## About this exercise
Convert the data from the line with "Prompts, where given, appear" up to and including the line with "positive clicks: (609, 431) (615, 449)" into a Markdown table with the columns Row and Line, numbering each row and leaving out blank lines.

### Data extracts ###

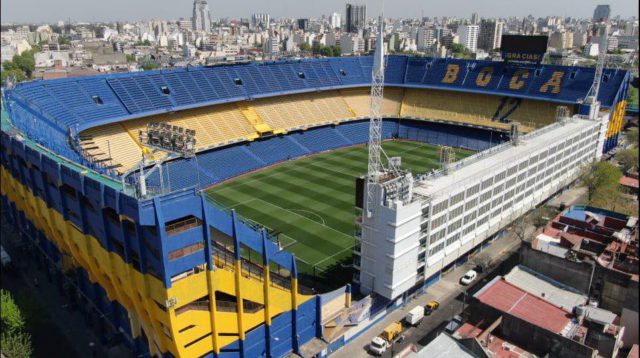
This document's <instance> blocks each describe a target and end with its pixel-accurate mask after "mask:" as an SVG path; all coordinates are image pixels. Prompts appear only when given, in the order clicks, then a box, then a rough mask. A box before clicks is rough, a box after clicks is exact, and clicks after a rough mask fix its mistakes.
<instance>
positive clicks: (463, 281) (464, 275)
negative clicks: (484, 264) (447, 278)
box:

###
### Data extracts ###

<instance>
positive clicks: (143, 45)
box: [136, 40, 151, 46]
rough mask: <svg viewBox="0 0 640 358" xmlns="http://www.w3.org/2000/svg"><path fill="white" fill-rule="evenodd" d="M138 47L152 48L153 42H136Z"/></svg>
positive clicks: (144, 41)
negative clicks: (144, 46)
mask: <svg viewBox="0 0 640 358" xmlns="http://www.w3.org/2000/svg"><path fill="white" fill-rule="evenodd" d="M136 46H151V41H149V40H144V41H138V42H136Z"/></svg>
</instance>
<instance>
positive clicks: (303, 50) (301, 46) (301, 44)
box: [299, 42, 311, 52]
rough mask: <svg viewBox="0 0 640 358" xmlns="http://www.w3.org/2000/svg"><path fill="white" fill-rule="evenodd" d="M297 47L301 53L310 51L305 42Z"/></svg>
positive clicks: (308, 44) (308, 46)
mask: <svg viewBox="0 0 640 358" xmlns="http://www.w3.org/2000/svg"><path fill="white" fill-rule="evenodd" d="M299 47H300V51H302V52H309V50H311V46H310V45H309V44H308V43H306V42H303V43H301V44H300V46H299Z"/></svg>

###
### Data extracts ###

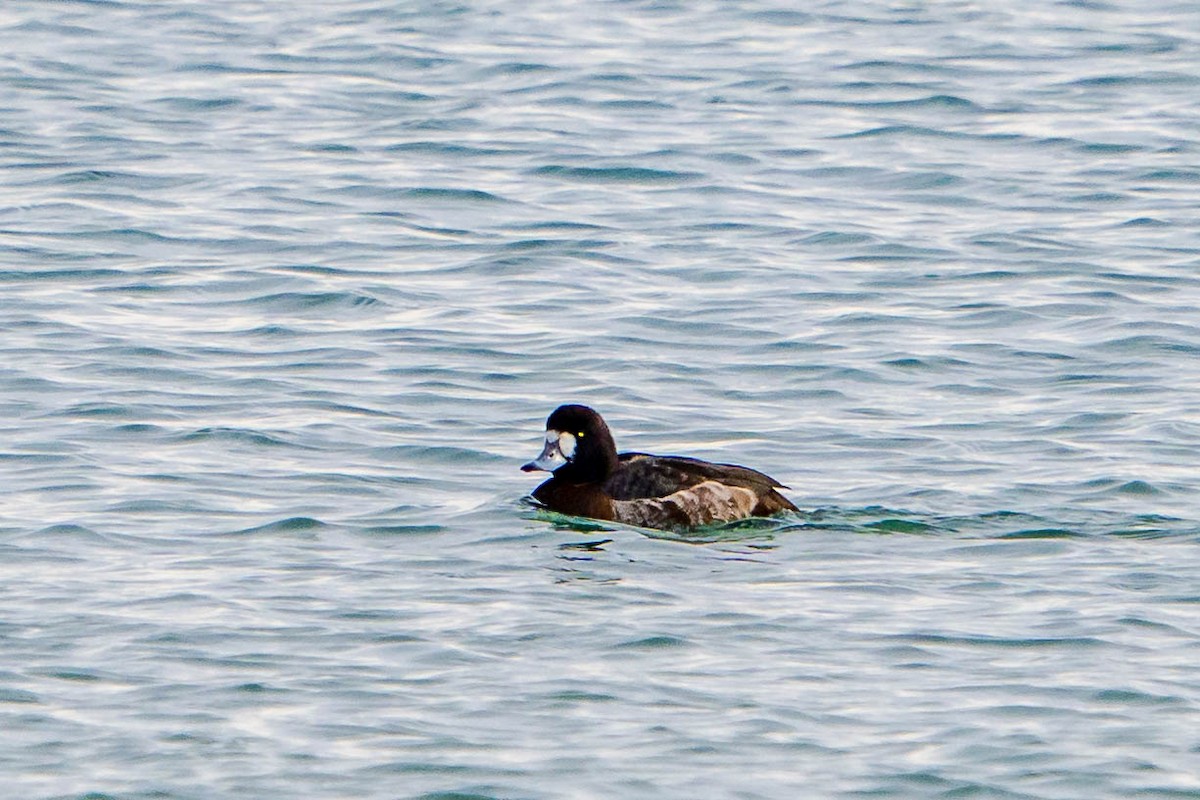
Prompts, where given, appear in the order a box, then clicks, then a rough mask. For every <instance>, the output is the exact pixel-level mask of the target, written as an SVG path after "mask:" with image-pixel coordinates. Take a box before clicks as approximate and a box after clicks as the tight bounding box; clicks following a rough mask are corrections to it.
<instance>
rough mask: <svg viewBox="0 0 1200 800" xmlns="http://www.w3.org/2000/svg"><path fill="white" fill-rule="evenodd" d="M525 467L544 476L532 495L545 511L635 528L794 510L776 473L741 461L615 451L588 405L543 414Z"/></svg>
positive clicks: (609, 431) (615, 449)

###

## Result of this task
| Row | Line |
|---|---|
| 1 | Prompts, where given, appear in the order a box, then clicks, then a rough mask. For every <instance>, the output is the exact pixel-level mask of the target, written as an SVG path after "mask:" with image-pixel coordinates. Take a box before clicks as approximate and a box after clicks as the tight bounding box; clicks following a rough mask are corrections to it. |
| 2 | <instance> |
| 3 | rough mask: <svg viewBox="0 0 1200 800" xmlns="http://www.w3.org/2000/svg"><path fill="white" fill-rule="evenodd" d="M525 467L544 476L532 495L545 511L635 528L794 510L776 473L741 461L615 451L588 405L543 414Z"/></svg> |
| 4 | positive clicks: (609, 431) (615, 449) |